> _EXERCISE MATERIALS_

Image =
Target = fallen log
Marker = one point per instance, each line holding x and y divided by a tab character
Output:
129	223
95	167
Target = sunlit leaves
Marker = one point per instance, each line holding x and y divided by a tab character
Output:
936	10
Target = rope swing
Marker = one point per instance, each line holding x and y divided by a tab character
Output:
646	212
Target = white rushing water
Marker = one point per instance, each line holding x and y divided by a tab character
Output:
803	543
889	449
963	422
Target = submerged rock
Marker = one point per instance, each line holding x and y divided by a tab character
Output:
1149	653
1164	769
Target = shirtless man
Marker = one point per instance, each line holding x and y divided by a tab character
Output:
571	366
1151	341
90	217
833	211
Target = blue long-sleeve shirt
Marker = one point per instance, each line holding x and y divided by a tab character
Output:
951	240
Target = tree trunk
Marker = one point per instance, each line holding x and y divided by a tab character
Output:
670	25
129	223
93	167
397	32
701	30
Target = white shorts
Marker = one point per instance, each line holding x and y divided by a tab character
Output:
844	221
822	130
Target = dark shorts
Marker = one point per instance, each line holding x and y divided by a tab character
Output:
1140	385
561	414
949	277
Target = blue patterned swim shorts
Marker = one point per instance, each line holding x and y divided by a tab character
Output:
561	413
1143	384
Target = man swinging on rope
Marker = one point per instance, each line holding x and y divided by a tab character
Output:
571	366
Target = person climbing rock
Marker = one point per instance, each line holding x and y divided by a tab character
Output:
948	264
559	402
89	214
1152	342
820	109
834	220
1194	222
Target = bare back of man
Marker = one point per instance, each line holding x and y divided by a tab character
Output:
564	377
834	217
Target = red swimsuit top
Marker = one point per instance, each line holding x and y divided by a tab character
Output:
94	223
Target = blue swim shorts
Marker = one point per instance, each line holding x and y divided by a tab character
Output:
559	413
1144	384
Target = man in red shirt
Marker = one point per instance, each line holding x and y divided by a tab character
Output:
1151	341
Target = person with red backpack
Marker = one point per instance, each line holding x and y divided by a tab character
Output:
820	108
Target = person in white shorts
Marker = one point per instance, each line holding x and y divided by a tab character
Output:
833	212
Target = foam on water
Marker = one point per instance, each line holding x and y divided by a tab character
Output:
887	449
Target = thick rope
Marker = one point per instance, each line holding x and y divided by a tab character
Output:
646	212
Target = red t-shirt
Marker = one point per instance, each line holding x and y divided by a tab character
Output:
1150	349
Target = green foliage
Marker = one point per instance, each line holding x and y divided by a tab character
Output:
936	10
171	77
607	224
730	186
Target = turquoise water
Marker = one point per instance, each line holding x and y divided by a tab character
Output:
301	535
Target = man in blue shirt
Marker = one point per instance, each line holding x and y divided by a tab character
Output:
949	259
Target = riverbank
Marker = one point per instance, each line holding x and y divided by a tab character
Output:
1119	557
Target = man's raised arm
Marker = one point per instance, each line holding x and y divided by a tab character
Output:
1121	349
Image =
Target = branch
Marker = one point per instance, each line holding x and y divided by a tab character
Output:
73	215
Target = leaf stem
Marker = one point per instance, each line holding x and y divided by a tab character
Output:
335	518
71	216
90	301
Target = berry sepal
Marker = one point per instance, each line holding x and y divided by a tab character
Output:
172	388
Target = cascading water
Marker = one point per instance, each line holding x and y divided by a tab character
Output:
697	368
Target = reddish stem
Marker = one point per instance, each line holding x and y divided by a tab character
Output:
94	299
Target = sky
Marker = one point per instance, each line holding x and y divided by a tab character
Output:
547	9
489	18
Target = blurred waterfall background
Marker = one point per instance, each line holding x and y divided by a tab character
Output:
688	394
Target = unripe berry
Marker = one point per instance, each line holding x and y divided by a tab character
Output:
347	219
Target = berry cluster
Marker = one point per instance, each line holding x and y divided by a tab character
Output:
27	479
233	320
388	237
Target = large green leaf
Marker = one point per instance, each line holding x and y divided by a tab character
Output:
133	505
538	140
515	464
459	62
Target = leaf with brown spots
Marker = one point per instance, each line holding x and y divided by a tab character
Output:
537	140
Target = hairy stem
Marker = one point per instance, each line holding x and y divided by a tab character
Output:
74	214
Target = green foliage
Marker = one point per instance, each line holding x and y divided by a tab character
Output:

> _TASK INSTRUCTIONS_
Copy out every entry again, exactly as it was given.

> _ANSWER TO THE EXERCISE_
Image =
Target = fallen log
Marker = one point per instance, each line holding x and y divided by a tab character
Output:
129	223
95	167
Target = sunlit leaves
Marker = one point per instance, each line holding x and y divided by a tab character
Output:
936	10
Target = rope swing
Marker = one point per instance, each line holding x and y divided by a tab character
Output:
646	212
Target = white rushing water
Marker = one point per instance, each line holding x and y divided by a tab character
Output:
803	543
889	449
963	422
Target = submerged rock
Marker = one point per instance, each line holding x and y divided by a tab character
Output:
1149	653
1164	769
Target = shirtless man
Marker = one point per instance, each line holding x and y divided by a tab character
Output:
571	366
1151	341
90	217
833	211
Target = blue long-sleeve shirt
Marker = one point per instance, each line holding x and y divided by a tab character
Output:
951	240
Target = tree trunk
Marker = one point per instance, each line holding x and y divided by a tab character
Output:
670	25
129	223
93	167
397	32
701	30
Target = white shorts
Marker = one point per instance, each line holding x and y divided by a tab character
Output:
844	221
822	130
Target = dark shorts
Marker = one point per instance, each line holding x and y divided by a tab character
Output:
1140	385
561	414
949	277
Target = blue patterned swim shorts
Marker = one point per instance, each line holding x and y divided by a tab character
Output:
561	413
1143	384
Target = man swinging on rope
Marker = one point per instance, each line holding x and y divided by a tab character
Output:
571	366
Target = person climbing rock
Marker = one point per instance, each line holding x and y divided by a tab character
Output:
948	264
559	402
89	214
1152	342
820	109
834	220
1194	222
Target = bare back of man
Marker = one point per instance, each line holding x and y divided by a tab character
Output:
564	377
834	217
Target = red swimsuit top
Marker = one point per instance, each line holding x and y divided by a tab character
Output:
94	223
Target = blue swim shorts
Marker = one point per instance, each line holding x and y divided by a tab character
Output:
559	413
1144	384
Target = man in red shirt
Marker = one point per instance, each line holding x and y divided by a tab character
Output:
1151	341
Target = person with red backpack
Marker = one point per instance, each line holding x and y divided by a tab character
Output:
820	108
Target = person in white shorts
Marker = one point per instance, each line holding x and y divided by a tab character
Output:
833	212
Target = foam on water
Marker = one point per instance, each line holding x and y divided by a tab character
Output:
887	449
Target = thick rope
Marker = one point per instance, each line holding x and y divided by a tab character
Output:
646	212
Target = red t-shirt
Marker = one point per instance, each line holding x and y divided by a tab character
Output:
1150	349
Target = green foliage
Marker = one point per instance, each line holding x and y divided by a tab character
Output:
936	10
171	77
607	224
730	186
Target = turquoise water
Marker = one point per instance, each line holding x and y divided by a tab character
Output:
301	535
Target = man in blue shirt
Marker = one point per instance, each line holding x and y divided by a tab character
Output:
949	259
Target = riverbank
Marker = one point per instance, each line holding x and y divided by a tab character
Output:
1119	557
Target = man's raised arm
Marker = one point per instance, each line holding x and y divided by a tab character
Output:
1121	349
Image =
Target = branch
Marker = one point per instance, each line holding x and y divided by a tab character
Output:
73	215
Target = leaf stem
Marker = one point per instance, each line holding x and y divided by a tab character
Output:
335	518
71	216
90	301
Target = berry sepal
Marker = one point per instance, each line holding x and y divided by a tab character
Output:
172	388
Target = cascading water
Marker = one point per instance, each line holding x and y divided by a tab character
Output:
697	368
Target = reddish stem
Marker = one point per instance, each line holding x and y divided by a tab character
Output:
94	299
Target = sky
Marker = one point per instance, each line holding x and y divided by a tab character
Output:
547	9
489	18
Target = blurred waterfall background
Marker = one point per instance, each line holding x and y divided by a tab character
Output:
688	394
Target = unripe berry
Marker = one point per instance, each line holding x and y divided by a tab character
Output:
347	219
Target = berry cluster
Marker = one point per instance, each line holding x and y divided by a tab character
Output:
27	479
233	320
388	237
Target = large green leaf
Marker = one point per instance, each line holding x and y divided by a tab character
Output:
133	505
538	140
515	464
459	62
Target = leaf with brown spots
Marker = one point per instance, each line holding x and y divided by a tab character
Output:
537	140
Target = hairy stem
Marker = one point per instance, each line holding x and y divided by a tab character
Output:
74	214
Target = green foliage
Marker = one point per instance, each line holding x and y divided by a tab character
Output:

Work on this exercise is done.